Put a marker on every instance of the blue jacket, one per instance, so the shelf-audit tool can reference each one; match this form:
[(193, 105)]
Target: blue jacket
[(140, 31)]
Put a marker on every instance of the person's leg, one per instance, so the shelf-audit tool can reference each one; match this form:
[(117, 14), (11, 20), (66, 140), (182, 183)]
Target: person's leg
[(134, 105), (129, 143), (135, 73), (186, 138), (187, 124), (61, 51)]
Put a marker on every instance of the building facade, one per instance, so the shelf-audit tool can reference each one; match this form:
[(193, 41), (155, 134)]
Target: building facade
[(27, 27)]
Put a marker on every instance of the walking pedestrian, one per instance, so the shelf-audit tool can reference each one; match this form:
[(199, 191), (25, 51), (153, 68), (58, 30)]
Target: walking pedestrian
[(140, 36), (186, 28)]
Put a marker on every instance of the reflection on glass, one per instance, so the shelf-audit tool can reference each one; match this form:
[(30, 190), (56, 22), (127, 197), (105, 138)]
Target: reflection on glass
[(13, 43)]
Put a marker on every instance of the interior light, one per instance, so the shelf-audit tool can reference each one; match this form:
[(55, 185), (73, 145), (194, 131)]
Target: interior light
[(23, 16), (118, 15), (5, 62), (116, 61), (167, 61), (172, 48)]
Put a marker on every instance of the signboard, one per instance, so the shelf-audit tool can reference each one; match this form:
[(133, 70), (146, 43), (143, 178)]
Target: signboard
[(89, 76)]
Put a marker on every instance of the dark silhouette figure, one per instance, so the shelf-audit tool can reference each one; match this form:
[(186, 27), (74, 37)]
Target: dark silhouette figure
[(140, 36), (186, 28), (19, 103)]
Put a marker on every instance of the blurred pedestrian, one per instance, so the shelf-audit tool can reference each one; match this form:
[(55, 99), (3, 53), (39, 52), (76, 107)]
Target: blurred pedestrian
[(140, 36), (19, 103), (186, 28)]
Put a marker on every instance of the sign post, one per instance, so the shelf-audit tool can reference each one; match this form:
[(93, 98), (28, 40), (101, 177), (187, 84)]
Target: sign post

■ **THE REQUEST**
Please reproduce every item above word for word, line by line, without changing anything.

■ **TASK ANSWER**
Put a marker on every instance of the blue jacket, one per instance, so the shelf-audit tool can reference each one; match this form:
[(193, 105)]
Target: blue jacket
[(140, 31)]
Put a marker on every instance of the person's leg, one per instance, so the shelf-audit tool can reference each one; match this form:
[(117, 14), (11, 20), (66, 140), (182, 183)]
Target: person's leg
[(134, 105), (129, 143), (135, 73), (186, 138), (187, 124), (61, 51)]
Put a marker on every instance of the building facade, one per instance, so the shelf-audit tool can reference each one; match this form:
[(193, 41), (155, 134)]
Target: building facade
[(27, 27)]
Put a marker on every instance of the walking pedestrian, one per instance, so the shelf-audit tool can reference each one; match this form:
[(199, 191), (25, 51), (153, 68), (58, 30)]
Target: walking pedestrian
[(140, 36), (186, 28)]
Put a marker on every instance of the reflection on glass, one per instance, so the shelf-audit tool can reference each one; match this form:
[(30, 190), (56, 22), (127, 197), (105, 138)]
Target: reflection on glass
[(13, 43)]
Put a marker on every instance of the interior light, one per instance, so the shelf-audit tool can reference each one; match this form:
[(55, 185), (73, 145), (194, 131)]
Target: interior light
[(23, 16), (118, 15), (5, 62), (116, 61), (167, 61), (172, 48)]
Put a marker on every instance of the signboard, one per instance, so the shelf-audit tool can reference each one; match this form:
[(133, 70), (146, 43), (143, 178)]
Target: signboard
[(89, 76)]
Put a marker on every instance of the dark silhouette figure, one per instance, so the shelf-audit tool can reference each one; match this form:
[(186, 27), (74, 37)]
Target: dark silhouette figure
[(140, 36), (186, 28), (19, 103)]
Put a marker on every instance of the blurred pedestrian, one per instance, so the shelf-audit tool can reference each one; match this form:
[(55, 99), (3, 53), (39, 52), (76, 107)]
Target: blurred pedestrian
[(140, 36), (19, 103), (186, 28)]
Put a marker on every instance of the sign post, one per instance, so the shelf-audit tool can reference each one; match this form:
[(93, 98), (28, 40), (101, 177), (187, 84)]
Target: sign post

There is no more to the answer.